[Some records]
----

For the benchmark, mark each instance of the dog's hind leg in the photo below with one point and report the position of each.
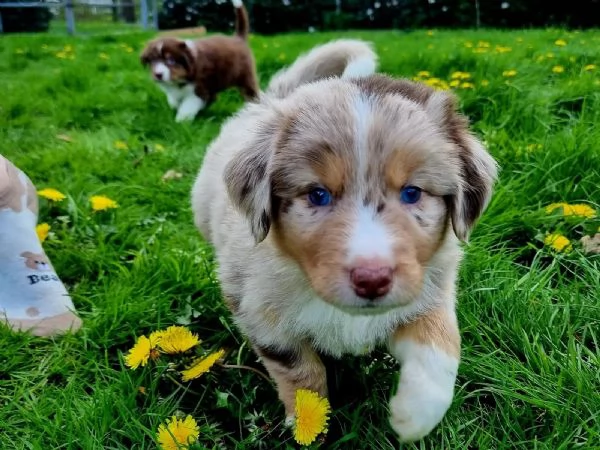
(300, 368)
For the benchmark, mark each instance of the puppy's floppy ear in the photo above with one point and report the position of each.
(478, 169)
(187, 51)
(248, 180)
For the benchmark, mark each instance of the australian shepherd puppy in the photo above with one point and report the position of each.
(336, 204)
(191, 73)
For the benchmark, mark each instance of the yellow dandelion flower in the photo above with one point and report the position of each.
(201, 366)
(558, 242)
(177, 434)
(576, 210)
(102, 203)
(121, 145)
(177, 339)
(312, 414)
(156, 335)
(460, 75)
(42, 230)
(502, 49)
(52, 194)
(143, 350)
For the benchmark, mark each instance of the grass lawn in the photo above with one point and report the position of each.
(82, 116)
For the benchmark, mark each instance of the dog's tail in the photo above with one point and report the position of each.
(242, 23)
(346, 58)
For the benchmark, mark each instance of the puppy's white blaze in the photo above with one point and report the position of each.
(370, 238)
(425, 390)
(362, 122)
(162, 69)
(361, 67)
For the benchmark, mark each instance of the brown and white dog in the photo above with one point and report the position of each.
(191, 73)
(336, 205)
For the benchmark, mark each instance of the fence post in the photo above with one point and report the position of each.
(70, 16)
(155, 14)
(144, 13)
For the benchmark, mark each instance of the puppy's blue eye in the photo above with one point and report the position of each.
(410, 194)
(319, 197)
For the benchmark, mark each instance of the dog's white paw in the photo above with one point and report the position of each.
(289, 421)
(173, 102)
(190, 106)
(418, 407)
(184, 116)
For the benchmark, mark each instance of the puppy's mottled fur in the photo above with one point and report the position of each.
(368, 266)
(192, 73)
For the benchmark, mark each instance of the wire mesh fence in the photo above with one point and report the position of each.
(71, 15)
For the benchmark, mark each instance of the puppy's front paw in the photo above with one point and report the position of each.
(184, 116)
(173, 102)
(418, 407)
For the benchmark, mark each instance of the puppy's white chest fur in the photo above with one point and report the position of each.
(176, 94)
(337, 332)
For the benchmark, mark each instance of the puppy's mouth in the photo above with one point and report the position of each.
(362, 307)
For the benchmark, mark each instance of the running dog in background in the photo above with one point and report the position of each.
(336, 205)
(192, 73)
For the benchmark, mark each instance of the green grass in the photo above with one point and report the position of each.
(530, 318)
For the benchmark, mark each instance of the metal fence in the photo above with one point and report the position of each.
(141, 12)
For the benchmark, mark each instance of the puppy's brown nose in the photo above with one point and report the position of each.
(371, 282)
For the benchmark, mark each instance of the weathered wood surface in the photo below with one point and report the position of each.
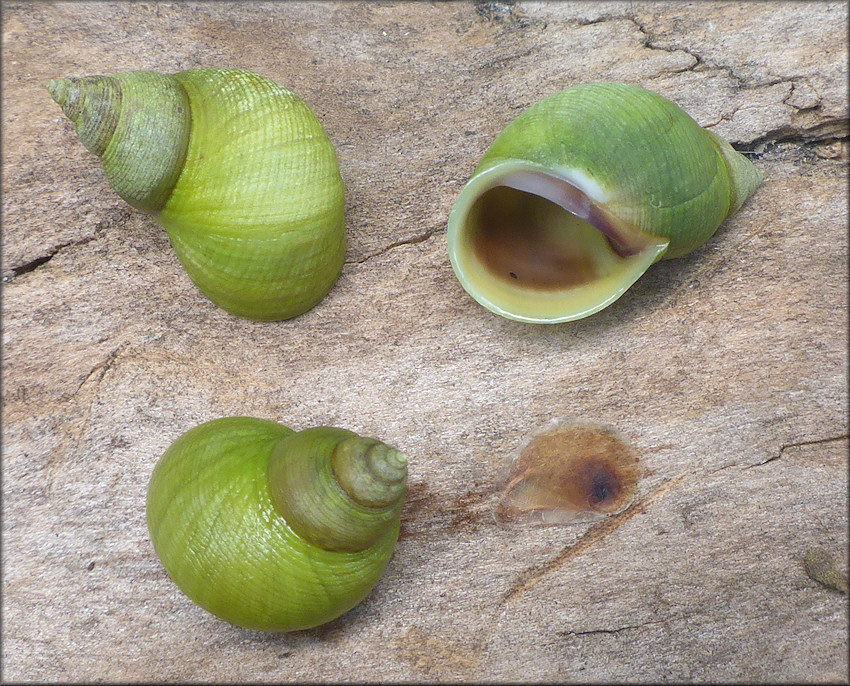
(727, 369)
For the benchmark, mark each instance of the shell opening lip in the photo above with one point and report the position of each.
(538, 245)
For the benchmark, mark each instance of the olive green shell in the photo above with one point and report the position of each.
(215, 521)
(235, 167)
(599, 168)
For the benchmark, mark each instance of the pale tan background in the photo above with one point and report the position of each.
(727, 369)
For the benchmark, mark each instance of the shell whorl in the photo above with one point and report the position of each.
(582, 193)
(335, 489)
(224, 541)
(113, 114)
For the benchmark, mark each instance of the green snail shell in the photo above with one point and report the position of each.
(271, 529)
(236, 168)
(581, 193)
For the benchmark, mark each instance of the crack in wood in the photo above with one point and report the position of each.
(531, 576)
(618, 630)
(798, 444)
(420, 238)
(37, 262)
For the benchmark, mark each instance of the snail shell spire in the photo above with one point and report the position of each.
(336, 489)
(138, 123)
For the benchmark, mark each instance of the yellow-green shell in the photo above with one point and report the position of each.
(214, 525)
(606, 178)
(236, 168)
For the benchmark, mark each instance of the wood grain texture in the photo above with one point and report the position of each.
(726, 370)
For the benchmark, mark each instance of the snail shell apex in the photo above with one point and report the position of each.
(216, 527)
(236, 168)
(581, 193)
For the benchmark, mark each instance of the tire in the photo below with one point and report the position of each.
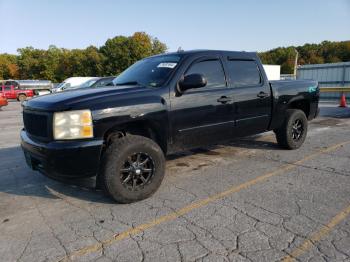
(21, 97)
(288, 135)
(119, 163)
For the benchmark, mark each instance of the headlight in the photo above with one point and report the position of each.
(72, 125)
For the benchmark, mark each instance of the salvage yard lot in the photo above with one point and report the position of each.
(243, 201)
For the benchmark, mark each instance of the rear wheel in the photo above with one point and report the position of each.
(293, 132)
(133, 168)
(21, 97)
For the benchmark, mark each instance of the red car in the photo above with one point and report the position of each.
(10, 92)
(3, 101)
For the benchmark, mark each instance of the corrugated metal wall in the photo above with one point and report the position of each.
(328, 75)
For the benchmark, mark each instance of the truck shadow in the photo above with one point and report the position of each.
(17, 179)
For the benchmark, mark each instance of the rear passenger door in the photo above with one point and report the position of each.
(251, 94)
(205, 115)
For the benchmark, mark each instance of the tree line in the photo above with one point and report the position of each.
(118, 53)
(325, 52)
(57, 64)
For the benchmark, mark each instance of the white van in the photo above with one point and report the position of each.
(71, 82)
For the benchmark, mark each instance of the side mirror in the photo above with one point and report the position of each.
(192, 81)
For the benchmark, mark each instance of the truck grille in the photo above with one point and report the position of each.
(36, 124)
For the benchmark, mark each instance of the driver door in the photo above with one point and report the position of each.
(205, 115)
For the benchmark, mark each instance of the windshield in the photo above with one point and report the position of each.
(152, 72)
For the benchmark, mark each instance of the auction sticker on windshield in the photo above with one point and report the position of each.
(167, 65)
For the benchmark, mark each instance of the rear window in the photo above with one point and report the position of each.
(243, 73)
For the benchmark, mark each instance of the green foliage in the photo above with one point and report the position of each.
(8, 66)
(118, 53)
(326, 52)
(57, 64)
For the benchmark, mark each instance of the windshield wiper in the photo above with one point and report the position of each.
(129, 83)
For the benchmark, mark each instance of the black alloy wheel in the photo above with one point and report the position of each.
(137, 171)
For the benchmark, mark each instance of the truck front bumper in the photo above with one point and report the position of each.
(62, 159)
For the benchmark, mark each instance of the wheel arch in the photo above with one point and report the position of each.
(144, 128)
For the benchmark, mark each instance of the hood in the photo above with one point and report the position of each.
(80, 98)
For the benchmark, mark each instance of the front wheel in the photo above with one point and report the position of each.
(292, 134)
(133, 168)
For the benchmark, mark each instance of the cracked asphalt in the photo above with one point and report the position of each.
(246, 200)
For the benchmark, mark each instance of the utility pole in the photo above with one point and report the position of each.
(296, 63)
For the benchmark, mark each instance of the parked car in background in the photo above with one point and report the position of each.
(85, 84)
(39, 87)
(3, 101)
(71, 82)
(104, 81)
(11, 92)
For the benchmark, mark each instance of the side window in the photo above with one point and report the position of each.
(243, 73)
(211, 70)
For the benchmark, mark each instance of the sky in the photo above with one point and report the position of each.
(250, 25)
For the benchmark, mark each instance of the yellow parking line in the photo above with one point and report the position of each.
(316, 237)
(195, 205)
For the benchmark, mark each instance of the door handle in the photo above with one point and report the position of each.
(262, 94)
(224, 99)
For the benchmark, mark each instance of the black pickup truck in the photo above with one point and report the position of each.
(160, 105)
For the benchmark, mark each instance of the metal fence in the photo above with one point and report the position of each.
(334, 75)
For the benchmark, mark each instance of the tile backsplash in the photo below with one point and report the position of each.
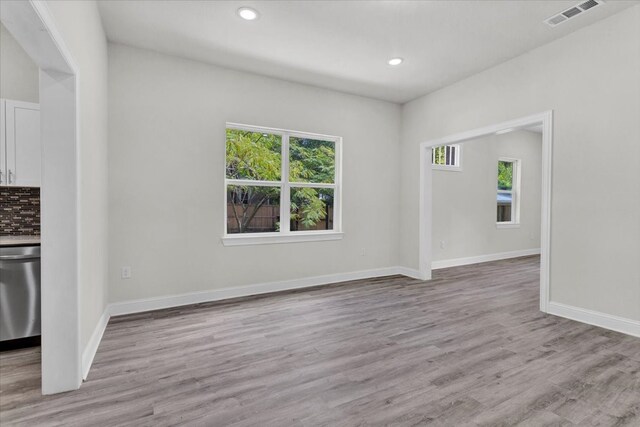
(19, 211)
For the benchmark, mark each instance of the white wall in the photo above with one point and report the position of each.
(81, 28)
(18, 73)
(166, 171)
(590, 80)
(464, 203)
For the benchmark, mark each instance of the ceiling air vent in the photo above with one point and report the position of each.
(572, 12)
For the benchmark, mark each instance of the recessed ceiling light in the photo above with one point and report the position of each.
(247, 13)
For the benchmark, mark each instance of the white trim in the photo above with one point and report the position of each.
(157, 303)
(507, 225)
(94, 342)
(446, 168)
(285, 235)
(425, 196)
(410, 272)
(455, 262)
(272, 238)
(596, 318)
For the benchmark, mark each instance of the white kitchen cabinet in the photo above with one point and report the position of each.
(20, 149)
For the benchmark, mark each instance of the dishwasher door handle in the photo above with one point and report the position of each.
(18, 257)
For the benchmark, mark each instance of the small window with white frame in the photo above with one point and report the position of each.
(281, 186)
(446, 157)
(508, 193)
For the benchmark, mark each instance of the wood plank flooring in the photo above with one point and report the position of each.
(468, 348)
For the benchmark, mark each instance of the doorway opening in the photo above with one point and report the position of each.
(543, 122)
(33, 27)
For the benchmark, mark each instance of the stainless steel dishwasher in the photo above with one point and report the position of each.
(19, 292)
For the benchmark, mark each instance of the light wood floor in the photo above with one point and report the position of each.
(467, 348)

----

- Aim:
Copy exactly the lines of the listing above, beginning at the line with "For the benchmark, mark each instance of the dishwasher" and ending at its final line; write out nothing else.

- Result for this task:
For the benchmark, mark each instance of the dishwasher door handle in the photo above with one point and report the position of each.
(18, 257)
For the benchmark, mark each instance of the small window with white frame in the photo above with one point and report the position of each.
(281, 186)
(446, 157)
(508, 193)
For the benchmark, mark each instance of the wood plank flooring in the photo above with one point and report the position of each.
(468, 348)
For the benchmark, mark each instance of the doorway opening in the photo above with one point and report the position of each.
(543, 122)
(33, 27)
For the benchmark, mark each instance of the stainless steel dishwasher in the photo above with one point and report the position of each.
(19, 292)
For the benchmark, mark each instance of the light wood floor in the photo above with one point and report the position of each.
(467, 348)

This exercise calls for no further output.